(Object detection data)
++++++
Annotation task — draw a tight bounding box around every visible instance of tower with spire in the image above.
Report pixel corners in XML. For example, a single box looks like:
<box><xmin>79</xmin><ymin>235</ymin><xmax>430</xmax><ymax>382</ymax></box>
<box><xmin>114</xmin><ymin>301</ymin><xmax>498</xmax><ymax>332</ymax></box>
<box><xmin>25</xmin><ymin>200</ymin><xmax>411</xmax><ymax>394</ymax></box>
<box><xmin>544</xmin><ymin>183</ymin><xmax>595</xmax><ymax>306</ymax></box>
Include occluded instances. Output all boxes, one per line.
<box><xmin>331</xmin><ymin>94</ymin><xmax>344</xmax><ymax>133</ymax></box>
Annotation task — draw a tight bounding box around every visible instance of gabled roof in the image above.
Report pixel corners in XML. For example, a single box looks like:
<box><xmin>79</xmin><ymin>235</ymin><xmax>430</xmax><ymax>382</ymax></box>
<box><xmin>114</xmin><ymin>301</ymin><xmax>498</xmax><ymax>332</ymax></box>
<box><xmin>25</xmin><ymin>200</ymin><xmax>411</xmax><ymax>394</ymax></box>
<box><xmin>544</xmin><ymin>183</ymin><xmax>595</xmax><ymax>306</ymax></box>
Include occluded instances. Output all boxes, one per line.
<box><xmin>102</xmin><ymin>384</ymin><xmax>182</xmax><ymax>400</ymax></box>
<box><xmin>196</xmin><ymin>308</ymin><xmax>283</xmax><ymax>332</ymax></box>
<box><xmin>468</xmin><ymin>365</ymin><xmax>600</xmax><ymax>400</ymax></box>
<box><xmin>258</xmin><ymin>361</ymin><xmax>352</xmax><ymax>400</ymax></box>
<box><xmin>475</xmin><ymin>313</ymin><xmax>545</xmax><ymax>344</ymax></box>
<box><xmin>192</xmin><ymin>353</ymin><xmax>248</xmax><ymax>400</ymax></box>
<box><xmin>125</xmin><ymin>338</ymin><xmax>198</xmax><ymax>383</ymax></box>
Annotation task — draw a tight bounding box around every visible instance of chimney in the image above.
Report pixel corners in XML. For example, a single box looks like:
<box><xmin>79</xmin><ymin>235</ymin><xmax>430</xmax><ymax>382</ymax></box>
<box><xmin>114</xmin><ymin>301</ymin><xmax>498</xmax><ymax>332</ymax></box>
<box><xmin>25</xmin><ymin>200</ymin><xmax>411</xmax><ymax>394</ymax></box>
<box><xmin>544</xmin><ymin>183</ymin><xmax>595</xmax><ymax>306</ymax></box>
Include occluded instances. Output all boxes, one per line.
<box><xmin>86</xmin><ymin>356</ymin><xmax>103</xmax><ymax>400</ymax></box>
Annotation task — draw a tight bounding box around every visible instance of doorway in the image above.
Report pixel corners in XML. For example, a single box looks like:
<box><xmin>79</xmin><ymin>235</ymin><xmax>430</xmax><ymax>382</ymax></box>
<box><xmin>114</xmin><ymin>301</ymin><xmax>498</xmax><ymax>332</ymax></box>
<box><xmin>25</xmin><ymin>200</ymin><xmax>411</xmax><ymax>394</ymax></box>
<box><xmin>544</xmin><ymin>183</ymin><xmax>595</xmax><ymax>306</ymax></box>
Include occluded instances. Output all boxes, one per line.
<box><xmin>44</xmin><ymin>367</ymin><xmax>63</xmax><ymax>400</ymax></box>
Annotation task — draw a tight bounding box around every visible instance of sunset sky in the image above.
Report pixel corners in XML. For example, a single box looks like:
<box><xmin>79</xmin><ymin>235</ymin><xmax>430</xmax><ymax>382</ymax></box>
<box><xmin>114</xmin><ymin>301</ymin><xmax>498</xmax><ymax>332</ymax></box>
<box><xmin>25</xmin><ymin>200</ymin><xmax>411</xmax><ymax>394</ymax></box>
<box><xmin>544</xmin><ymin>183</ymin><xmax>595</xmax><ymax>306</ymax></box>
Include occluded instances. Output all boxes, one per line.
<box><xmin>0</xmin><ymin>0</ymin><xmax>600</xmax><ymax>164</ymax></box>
++++++
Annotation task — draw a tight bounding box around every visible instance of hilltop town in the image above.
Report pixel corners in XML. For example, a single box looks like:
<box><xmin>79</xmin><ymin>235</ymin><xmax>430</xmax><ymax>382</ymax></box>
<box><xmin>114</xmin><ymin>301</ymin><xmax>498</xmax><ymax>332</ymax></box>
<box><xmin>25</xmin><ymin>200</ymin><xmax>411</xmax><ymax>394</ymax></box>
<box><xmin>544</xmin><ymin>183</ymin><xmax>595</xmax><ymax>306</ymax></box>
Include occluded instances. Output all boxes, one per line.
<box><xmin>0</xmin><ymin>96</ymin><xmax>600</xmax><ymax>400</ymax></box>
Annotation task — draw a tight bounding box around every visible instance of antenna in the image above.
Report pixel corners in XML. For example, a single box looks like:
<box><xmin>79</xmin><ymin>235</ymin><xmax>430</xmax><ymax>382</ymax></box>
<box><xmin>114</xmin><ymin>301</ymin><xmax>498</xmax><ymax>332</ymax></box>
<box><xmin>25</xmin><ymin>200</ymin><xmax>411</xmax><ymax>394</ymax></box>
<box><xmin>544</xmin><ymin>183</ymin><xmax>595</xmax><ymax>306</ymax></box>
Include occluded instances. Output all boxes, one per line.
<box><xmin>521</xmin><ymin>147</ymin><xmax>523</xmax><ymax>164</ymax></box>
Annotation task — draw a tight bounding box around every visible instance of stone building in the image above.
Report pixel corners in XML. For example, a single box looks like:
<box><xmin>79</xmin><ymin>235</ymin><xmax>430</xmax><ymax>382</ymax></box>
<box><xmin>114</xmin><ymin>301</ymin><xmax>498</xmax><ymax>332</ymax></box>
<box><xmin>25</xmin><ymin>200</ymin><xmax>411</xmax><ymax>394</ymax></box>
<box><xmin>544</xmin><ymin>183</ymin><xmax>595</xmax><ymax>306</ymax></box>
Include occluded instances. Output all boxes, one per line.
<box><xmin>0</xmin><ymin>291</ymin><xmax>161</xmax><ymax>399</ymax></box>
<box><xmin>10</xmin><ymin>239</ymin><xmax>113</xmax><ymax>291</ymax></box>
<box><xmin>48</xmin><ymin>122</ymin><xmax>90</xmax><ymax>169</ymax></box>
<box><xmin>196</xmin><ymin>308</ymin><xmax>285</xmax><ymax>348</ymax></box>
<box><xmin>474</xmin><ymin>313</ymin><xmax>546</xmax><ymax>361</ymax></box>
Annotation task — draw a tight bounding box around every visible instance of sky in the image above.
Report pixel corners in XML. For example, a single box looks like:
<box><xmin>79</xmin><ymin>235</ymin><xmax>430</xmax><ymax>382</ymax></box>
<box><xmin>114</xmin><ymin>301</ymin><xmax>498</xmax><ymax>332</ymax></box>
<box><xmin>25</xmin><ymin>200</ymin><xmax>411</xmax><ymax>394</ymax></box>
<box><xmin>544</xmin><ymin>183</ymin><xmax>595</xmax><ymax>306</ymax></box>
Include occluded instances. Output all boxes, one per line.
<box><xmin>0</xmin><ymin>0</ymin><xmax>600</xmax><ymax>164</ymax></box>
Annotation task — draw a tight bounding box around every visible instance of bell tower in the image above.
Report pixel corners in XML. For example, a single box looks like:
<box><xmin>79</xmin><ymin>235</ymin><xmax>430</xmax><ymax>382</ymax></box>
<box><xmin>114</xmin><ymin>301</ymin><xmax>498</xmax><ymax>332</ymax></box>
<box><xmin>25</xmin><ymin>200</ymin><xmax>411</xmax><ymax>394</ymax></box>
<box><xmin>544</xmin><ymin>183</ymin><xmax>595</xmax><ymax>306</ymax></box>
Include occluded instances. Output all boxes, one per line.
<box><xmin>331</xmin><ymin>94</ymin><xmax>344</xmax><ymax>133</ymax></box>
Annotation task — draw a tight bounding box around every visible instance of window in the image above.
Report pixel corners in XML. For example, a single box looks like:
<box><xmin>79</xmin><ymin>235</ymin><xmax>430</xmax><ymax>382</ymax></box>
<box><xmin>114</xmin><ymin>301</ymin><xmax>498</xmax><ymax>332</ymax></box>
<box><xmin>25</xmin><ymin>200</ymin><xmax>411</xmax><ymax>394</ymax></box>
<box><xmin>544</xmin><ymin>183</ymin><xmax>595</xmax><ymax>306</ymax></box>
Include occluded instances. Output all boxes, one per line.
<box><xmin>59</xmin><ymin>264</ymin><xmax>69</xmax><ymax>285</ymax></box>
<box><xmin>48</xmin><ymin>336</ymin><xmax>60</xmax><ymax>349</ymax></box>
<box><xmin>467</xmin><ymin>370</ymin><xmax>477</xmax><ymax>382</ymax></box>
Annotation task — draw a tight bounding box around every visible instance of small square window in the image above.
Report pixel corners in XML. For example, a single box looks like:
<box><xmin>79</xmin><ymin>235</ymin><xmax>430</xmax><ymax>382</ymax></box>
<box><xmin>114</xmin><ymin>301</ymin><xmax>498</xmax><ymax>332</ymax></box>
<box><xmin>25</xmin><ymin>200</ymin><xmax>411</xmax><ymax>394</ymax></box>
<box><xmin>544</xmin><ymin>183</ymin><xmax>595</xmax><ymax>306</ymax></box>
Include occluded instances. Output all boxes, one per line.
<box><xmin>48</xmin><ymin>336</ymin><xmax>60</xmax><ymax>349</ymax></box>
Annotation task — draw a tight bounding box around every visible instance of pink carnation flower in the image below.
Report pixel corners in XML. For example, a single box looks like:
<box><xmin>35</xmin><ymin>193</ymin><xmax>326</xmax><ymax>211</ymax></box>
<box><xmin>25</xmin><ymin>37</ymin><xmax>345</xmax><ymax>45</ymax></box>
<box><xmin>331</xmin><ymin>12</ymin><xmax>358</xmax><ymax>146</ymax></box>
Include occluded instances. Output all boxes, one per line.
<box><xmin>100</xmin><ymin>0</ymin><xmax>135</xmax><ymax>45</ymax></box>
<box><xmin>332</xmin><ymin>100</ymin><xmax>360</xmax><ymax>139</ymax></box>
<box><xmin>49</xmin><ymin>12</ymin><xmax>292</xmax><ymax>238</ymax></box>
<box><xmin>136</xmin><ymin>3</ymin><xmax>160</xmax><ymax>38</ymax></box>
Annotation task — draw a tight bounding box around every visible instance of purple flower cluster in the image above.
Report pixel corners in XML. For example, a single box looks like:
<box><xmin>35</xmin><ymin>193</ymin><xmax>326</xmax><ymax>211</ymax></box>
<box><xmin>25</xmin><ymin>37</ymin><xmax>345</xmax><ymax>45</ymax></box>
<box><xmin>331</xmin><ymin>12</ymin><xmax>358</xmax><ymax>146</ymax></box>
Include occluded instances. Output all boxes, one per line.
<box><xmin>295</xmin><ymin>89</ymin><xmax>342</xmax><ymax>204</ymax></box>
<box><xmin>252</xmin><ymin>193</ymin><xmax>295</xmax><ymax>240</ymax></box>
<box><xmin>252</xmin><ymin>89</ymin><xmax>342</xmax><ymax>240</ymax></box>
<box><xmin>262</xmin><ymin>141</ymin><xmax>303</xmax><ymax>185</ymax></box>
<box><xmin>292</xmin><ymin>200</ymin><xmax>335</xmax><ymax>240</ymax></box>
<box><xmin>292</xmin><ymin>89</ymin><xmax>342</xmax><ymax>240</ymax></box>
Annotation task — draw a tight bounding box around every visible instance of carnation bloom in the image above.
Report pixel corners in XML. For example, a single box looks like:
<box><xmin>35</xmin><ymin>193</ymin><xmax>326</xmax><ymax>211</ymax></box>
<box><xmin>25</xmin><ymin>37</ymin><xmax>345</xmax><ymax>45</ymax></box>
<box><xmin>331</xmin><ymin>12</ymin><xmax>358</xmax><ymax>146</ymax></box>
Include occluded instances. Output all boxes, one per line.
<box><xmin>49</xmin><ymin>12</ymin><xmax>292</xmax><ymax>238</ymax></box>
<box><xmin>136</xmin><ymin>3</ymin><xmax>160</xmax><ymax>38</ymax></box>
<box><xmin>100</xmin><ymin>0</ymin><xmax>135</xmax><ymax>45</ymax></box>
++++++
Task prompt ▸ State how many lines above contain the word "flower". Reply with the number alone.

Complete answer ▸ 2